*TASK INSTRUCTIONS*.
• a. In the film review, why was the reviewer surprised to see Peter Cushing's Dr. Wells heavily macking on the spy?
• b. Pick up the film review after its final sentence and keep writing it.

This entity, which we later find out is a being of pure energy that had been abandoned on Earth, manages to consume a thief (a spy who Peter Cushing’s character Dr. Wells has been heavily macking on – which actually surprised me as the man tends to portray sexless intellectuals like Sherlock Holmes, Grand Moff Tarkin, and The Doctor), and eventually a cast of suspicious characters including an engineer, a detective, and many others.

The friendly rivalry between Peter Cushing’s Wells from the Geology Society, and Christopher Lee’s Professor Sir Alexander Saxton is as entertaining as anything you might observe from these two real-life friends and consummate actors’ interactions. Saxton is nefariously hiding the creature’s remains in a crate for his great discovery, while the inquisitive Wells wants to know what he is holding, and isn’t above bribing a train employee to peer at this potentially groundbreaking discovery. 

There were a lot of things I didn’t remember from my first watches. I didn’t recall that there had been a voice-over narrative by Christopher Lee at the start foreshadowing the events to come, and the actual discovery of the creature in ice in Manchuria. I recalled the film starting on the bustling train station in Shanghai. While perhaps this initial scene added more “telling than showing,” it’s a narration from Christopher Lee, and who would turn that prospect down?

I think there are so many wonderful things about this film: the ornate setting of the train, the snowy landscape of the journey, the dark isolation juxtaposed with the warmth of camaraderie broken by mysterious murders. There are even hints of romance: chemistry with Helga Line’s Natasha, and even the Countess Irina Petrovsky, played by Silvia Torosa, who is seen flirting with Lee’s Professor Saxton despite her husband standing by. And last but not least, the mad Eastern Orthodox priest Father Purjardov, played by Roberto de Mendoza – who basically looks like Rasputin – somehow manages to steal the show just as much as Lee and Cushing. 

But what I think really struck me, both viewing it with others and seeing it again, is the turn of the century imperialism and patriarchal elements inherent within this film. Natasha and the Countess are clearly set up objects of desire to the predominantly male horror viewer-audience. Saxton, and to some extent Wells, blatantly look down on foreigners, even as they rely on their craft for transportation. Wells’ scientific assistant, the taciturn, capable, and pragmatic Miss Jones, played by Alice Reinheart, has her mind devoured by the creature- the only woman aside from Natasha the spy that it consumes. Wells ends up penetrating Natasha’s body (though perhaps not in the way he would have liked), when he conducts an autopsy after her demise. Eventually, he and Saxton perform surgery on the eyes of the creature, as well as its victims, and in the process see the last things the monster has seen, including beings from millions of years back. For me, this is reminiscent of the 8 Man’s imagine-machine, with its visions of dinosaurs fantastical creatures. Through this parallel, we spiral back thematically to the anime preceding the film.

The theme of penetration, driven by momentum of the male gaze, doesn’t stop there. There are frequent shots of the train pummeling down the track, a seemingly inexorable and blatantly phallic image which is central to the narrative. Purjardov the priest, desperately begs the creature, who he thinks is the Devil, to enter his mind and take his body. But I think the darkest embodiment of these ideals is the figure of the Cossack Captain Kazan. An imposing, large, bald man played by Telly Savalas, the captain chews up the scenery, intimidating the other passengers with his body language and crass manner, and proceeds – like the historic Cossacks of legend, a Slavic semi-nomadic militaristic people –  to get results in direct and brutal ways. When first introduced, the captain is pictured in bed with a woman, probably another in the latest, while he intimidates an old staff member providing him news about the latest troubles on the train. He comes in, and – mockingly giving respect to nobility, in the form of the Count and Countess – proceeds to beat up passengers and threaten their lives until someone gives up “the murderer” among them.

*EXCERPTED DATA*.
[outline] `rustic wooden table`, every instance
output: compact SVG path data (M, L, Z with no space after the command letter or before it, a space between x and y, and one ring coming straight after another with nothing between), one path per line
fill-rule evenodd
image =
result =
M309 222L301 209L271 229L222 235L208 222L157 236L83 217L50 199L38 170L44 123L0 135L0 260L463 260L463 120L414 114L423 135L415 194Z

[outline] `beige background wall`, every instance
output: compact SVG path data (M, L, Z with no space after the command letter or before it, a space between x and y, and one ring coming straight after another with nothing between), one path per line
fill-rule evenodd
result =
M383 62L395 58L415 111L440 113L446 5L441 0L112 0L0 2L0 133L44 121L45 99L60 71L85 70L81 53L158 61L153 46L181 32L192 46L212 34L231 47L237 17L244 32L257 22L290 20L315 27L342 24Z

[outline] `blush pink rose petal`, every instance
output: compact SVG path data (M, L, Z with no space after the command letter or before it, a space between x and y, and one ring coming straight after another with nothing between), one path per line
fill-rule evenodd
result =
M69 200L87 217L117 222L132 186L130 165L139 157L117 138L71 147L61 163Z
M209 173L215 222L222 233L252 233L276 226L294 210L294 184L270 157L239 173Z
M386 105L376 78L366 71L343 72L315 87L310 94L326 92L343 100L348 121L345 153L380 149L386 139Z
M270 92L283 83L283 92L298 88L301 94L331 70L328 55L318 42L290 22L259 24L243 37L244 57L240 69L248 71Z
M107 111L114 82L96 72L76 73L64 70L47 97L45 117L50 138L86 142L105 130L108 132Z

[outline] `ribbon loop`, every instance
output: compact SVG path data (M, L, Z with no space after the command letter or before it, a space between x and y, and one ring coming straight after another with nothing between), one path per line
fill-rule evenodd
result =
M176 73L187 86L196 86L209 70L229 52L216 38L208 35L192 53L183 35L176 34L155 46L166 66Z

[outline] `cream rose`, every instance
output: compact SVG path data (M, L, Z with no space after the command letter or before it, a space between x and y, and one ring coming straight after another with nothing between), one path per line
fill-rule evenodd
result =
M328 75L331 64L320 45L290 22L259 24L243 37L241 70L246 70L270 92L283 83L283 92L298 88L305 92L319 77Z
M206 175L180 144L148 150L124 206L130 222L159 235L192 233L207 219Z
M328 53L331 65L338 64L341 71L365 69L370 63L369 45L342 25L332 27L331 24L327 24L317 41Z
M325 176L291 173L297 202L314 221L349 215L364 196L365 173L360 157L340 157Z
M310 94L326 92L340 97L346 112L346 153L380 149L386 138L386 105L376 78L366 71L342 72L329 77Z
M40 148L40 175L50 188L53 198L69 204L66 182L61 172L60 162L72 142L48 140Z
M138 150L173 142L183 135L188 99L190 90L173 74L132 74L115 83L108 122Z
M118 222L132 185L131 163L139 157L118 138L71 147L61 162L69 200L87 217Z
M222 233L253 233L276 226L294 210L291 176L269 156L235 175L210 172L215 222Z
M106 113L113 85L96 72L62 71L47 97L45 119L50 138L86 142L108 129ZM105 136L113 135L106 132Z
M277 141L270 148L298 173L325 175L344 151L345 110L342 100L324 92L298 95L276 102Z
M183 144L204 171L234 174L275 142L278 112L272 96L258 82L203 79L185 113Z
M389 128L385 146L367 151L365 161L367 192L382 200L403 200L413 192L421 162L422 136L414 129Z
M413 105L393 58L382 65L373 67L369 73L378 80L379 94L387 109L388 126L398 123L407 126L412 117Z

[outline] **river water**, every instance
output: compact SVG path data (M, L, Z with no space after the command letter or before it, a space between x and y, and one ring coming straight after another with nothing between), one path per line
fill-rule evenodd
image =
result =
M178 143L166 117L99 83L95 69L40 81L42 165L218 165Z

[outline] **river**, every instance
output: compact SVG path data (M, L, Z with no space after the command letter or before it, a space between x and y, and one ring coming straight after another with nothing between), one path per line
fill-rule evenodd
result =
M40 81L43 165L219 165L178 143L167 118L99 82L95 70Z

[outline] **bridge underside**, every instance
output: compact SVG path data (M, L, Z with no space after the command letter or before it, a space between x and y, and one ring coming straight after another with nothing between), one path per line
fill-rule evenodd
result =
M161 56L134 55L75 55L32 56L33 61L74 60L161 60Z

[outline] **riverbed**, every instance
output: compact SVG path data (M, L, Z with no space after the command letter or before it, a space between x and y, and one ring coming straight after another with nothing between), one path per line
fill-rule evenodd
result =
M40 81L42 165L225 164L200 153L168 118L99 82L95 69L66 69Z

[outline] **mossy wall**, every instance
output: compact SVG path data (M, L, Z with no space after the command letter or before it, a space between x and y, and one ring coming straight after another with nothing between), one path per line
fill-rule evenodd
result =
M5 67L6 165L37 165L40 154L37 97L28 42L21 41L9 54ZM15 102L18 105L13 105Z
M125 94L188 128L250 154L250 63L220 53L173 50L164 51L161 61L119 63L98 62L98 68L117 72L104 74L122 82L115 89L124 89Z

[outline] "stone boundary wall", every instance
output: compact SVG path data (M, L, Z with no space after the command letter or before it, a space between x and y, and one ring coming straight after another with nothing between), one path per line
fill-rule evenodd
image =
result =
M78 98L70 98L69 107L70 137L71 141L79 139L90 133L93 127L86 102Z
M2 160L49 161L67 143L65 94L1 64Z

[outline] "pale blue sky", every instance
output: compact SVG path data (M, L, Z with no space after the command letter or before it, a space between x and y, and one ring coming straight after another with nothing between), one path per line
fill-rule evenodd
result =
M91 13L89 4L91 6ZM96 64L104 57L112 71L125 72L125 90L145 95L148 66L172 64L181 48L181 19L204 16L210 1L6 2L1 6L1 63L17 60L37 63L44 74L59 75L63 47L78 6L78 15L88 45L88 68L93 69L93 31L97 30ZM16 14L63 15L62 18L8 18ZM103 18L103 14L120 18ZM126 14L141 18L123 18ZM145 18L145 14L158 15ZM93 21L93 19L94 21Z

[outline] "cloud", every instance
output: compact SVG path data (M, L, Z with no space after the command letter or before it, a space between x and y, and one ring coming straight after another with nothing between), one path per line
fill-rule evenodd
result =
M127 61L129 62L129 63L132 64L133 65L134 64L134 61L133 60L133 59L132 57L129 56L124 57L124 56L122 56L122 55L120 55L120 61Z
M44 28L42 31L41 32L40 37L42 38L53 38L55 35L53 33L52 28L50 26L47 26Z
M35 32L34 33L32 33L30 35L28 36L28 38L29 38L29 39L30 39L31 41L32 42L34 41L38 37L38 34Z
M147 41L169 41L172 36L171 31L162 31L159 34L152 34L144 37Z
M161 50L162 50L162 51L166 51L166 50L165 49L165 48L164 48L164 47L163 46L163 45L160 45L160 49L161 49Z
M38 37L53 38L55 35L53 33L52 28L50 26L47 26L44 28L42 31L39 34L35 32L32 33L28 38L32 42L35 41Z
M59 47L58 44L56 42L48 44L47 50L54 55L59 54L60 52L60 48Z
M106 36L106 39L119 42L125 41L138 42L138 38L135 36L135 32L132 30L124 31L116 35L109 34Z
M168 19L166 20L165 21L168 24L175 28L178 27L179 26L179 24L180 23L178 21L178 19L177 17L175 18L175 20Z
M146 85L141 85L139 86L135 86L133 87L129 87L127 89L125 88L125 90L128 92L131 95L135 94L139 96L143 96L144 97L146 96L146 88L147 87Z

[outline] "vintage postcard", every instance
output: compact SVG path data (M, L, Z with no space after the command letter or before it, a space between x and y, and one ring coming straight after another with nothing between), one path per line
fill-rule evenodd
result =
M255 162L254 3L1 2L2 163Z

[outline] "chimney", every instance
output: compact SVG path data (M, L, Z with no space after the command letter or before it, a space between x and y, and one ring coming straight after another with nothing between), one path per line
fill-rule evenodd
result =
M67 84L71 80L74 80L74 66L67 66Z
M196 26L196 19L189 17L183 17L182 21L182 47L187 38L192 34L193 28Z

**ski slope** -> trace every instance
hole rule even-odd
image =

*ANSWER SET*.
• a. The reviewer was surprised because Peter Cushing tends to portray sexless intellectuals, such as Sherlock Holmes, Grand Moff Tarkin, and The Doctor.

• b.
Even the creature, hiding in another body – having looked into the eyes and violated the bodies of so many – is terrified of this man; the monster itself couldn’t comprehend the inhumanity that humans display toward each other. For all of its atrocities, the being is simply attempting to steal the knowledge it needs to build a ship, to get its borrowed physical form home. Captain Kazan, while supposedly doing his duty, uses that as an excuse to exercise his sense of power and brutality. The inspection scene still stays with me; as a child I was told harrowing stories about the Cossacks and their role in pogroms by my Polish Jewish grandparents. In some ways, Kazan seems a larger monster to me than the creature. The contrast of the two begs the question: which being is worse, the alien entity itself, or the manner with which humans treat those deemed foreign and “other.” Amidst the classism and anti-foreigner sentiment, and entitled superiority displayed by the English and American contingents, there is a powerful, violent, hyper-masculine energy that emanates off Kazan, as he physically enacts what the creature is doing psychically. It is no coincidence, I’m sure, that he endures the thing’s onslaught longer than anyone else.

I will say, more people survive this film than they would in modern cinema. Wells and Saxton manage to get everyone to another car of the train, and detach the car containing the creature, who, as it transpires, can reanimate its victims into extensions of itself. Thankfully, the bodies all seem to be on the detached cars. The entity is seemingly destroyed because Kazan’s superiors gave orders to Russian soldiers in another station to change the track of the train, and ultimately send it off a cliff should there be no word back. Even the soldiers question this order, realizing it would potentially doom countless lives, but knowing they have to be sure, that they have to obey orders. And it works out, but it may not have done. The reanimated corpses could still be on the surviving cars with vestiges of the being’s mind. Even if they weren’t, the train could have crashed and killed everyone.

The most haunting thing about the film, is that after we see the rest of the train crash and burn, the camera pans out to show the Earth in space, as we had previously seen through the eyes of the creature, and we’re left to wonder if a being of pure energy can truly be destroyed by a train wreck. And if we are in fact seeing the Earth through the monster’s perspective, are we any better than it? Is the danger actually outside, or always lurking within?

These were some of the thoughts that swirled around my head as the B movie fans began to applaud. The perspective shifts once more. And for all the harrowing events of the movie as well as our reality, the fictional deaths and theatrical ridiculousness, for all the fear and anticipation it took to get us here, to this place where we can gather in a room with a like minded community, to talk and laugh and eat and drink in person again. It was a long dark journey that led us to a good night. And I look forward to the future, to more films at Killer B Cinema, and all the other live events now possible as we collectively reanimate from the perpetual fog of the last few years.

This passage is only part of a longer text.